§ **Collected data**
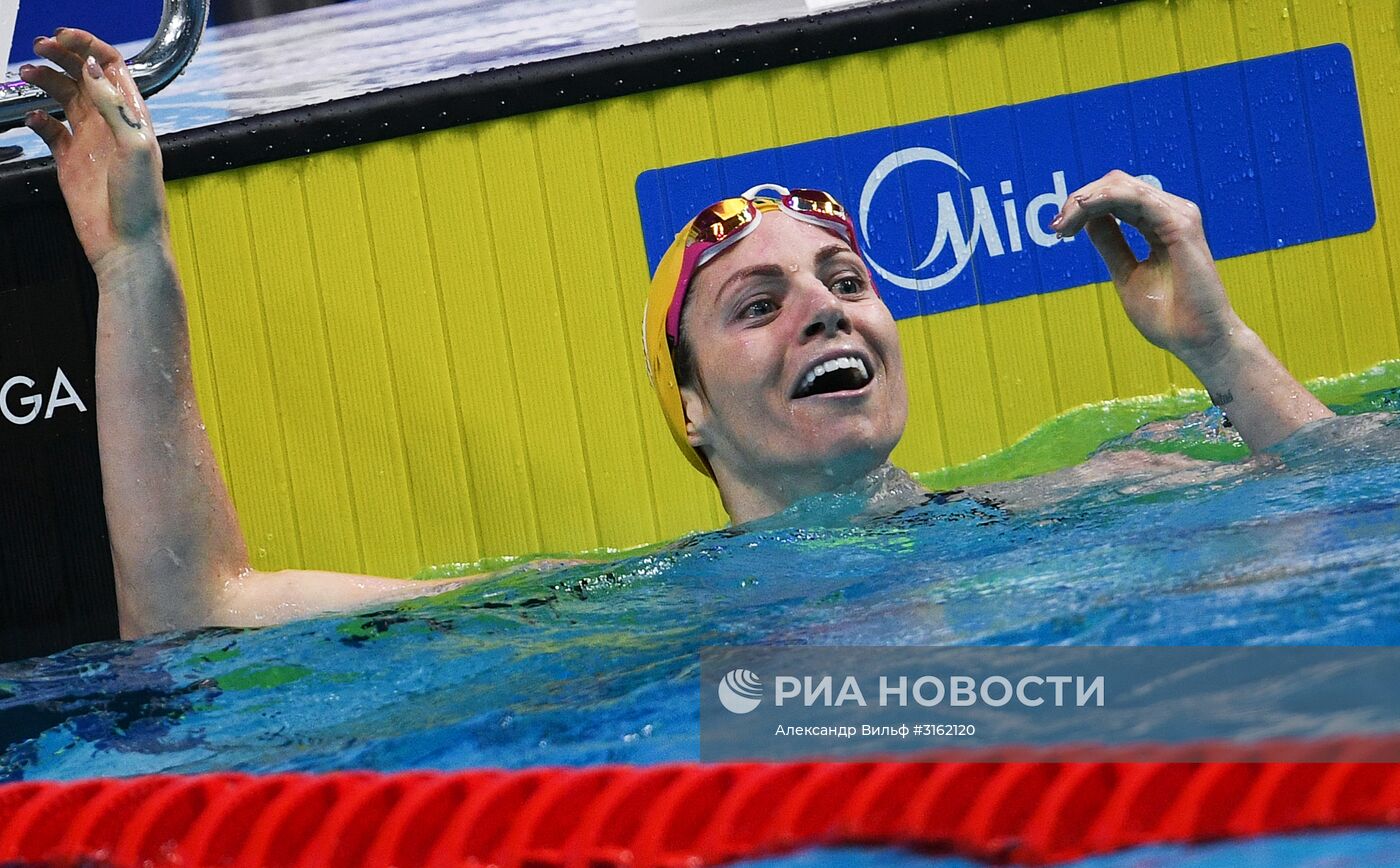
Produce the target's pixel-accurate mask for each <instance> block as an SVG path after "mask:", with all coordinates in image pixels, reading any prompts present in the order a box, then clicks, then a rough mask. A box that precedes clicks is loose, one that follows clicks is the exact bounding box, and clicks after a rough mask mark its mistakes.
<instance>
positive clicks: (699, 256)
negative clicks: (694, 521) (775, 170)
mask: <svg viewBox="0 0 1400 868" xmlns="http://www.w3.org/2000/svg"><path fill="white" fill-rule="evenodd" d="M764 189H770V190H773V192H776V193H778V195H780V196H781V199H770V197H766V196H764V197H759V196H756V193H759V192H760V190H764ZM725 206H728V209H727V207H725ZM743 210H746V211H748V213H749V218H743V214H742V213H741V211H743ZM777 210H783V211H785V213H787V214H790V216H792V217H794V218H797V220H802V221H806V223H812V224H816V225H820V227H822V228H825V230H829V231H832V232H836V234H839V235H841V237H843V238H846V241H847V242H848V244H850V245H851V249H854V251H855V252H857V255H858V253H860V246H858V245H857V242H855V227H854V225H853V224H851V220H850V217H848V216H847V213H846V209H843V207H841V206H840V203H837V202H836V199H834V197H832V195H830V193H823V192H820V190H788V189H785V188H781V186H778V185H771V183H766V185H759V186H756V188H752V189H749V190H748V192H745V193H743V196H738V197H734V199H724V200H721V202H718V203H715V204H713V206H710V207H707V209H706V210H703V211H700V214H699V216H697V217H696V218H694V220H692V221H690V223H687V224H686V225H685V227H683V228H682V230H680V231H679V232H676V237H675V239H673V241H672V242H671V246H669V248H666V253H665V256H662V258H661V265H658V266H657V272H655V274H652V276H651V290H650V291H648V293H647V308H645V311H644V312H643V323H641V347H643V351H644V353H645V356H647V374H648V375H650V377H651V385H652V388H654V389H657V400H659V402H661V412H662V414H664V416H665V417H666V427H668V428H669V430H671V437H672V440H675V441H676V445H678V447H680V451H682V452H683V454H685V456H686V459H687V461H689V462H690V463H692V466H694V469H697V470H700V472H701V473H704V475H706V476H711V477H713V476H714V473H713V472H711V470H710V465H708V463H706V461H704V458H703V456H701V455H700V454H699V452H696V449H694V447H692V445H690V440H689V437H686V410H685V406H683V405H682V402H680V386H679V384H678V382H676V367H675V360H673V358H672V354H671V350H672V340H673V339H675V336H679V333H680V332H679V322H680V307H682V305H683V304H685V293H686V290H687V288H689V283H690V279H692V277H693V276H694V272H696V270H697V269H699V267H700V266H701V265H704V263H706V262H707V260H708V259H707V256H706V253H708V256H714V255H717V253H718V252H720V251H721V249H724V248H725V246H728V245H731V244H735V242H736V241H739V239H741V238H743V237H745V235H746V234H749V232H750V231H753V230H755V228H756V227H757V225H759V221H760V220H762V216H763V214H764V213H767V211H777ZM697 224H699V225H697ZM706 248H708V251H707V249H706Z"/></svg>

§ **Exercise aim**
Rewrite the records above as a numbered list of their lines, skipping any blank lines and omitting the pictures.

§ **Result**
1. Produce the target's pixel-accurate mask for each <instance> block as an SVG path after "mask:", with all coordinates in image pixels, reading any prompts present in the order a box, then clicks, then a rough mask. A box that precedes clicks is loose, one that follows clicks is the exact bounding box, and clicks after a rough mask mark its mistakes.
2. <instance>
3. positive clicks: (699, 256)
4. negative clicks: (694, 521) (775, 170)
5. mask: <svg viewBox="0 0 1400 868" xmlns="http://www.w3.org/2000/svg"><path fill="white" fill-rule="evenodd" d="M764 189H770V190H773V192H776V193H778V195H780V196H781V199H770V197H766V196H764V197H759V196H756V193H759V192H760V190H764ZM725 206H728V209H727V207H725ZM743 210H746V211H748V213H749V218H743V214H742V213H741V211H743ZM777 210H783V211H785V213H787V214H790V216H792V217H794V218H797V220H802V221H806V223H812V224H816V225H820V227H822V228H825V230H829V231H832V232H836V234H839V235H841V237H843V238H846V241H847V242H848V244H850V245H851V249H854V251H855V252H857V255H858V253H860V246H858V245H857V242H855V227H854V225H853V224H851V220H850V217H848V216H847V213H846V209H843V207H841V206H840V203H837V202H836V199H834V197H832V195H830V193H823V192H820V190H788V189H785V188H781V186H778V185H771V183H766V185H759V186H756V188H752V189H749V190H748V192H745V193H743V196H738V197H734V199H724V200H721V202H718V203H715V204H713V206H710V207H707V209H706V210H703V211H700V214H699V216H697V217H696V218H694V220H692V221H690V223H687V224H686V225H685V227H683V228H682V230H680V231H679V232H676V237H675V239H673V241H672V242H671V246H669V248H666V253H665V256H662V258H661V265H658V266H657V272H655V274H652V276H651V290H650V291H648V293H647V308H645V311H644V312H643V323H641V347H643V351H644V353H645V356H647V374H648V375H650V377H651V385H652V388H654V389H657V400H659V402H661V412H662V414H664V416H665V417H666V427H668V428H669V430H671V437H672V440H675V441H676V445H678V447H680V451H682V452H683V454H685V456H686V459H687V461H689V462H690V463H692V466H694V469H697V470H700V472H701V473H704V475H706V476H711V477H713V476H714V473H713V472H711V470H710V465H708V463H706V461H704V458H703V456H701V455H700V454H699V452H696V449H694V447H692V445H690V440H689V437H686V410H685V406H683V405H682V402H680V386H679V384H678V382H676V367H675V360H673V358H672V354H671V350H672V340H673V339H675V336H679V333H680V332H679V322H680V307H682V305H683V304H685V293H686V290H687V288H689V283H690V279H692V277H693V276H694V272H696V270H697V269H699V267H700V266H701V265H704V263H706V262H707V260H708V259H707V256H706V253H708V256H714V255H717V253H718V252H720V251H721V249H724V248H725V246H728V245H731V244H735V242H736V241H739V239H741V238H743V237H745V235H746V234H749V232H750V231H753V230H755V228H756V227H757V225H759V221H760V220H762V216H763V214H764V213H767V211H777ZM697 224H699V225H697ZM706 248H708V251H707V249H706Z"/></svg>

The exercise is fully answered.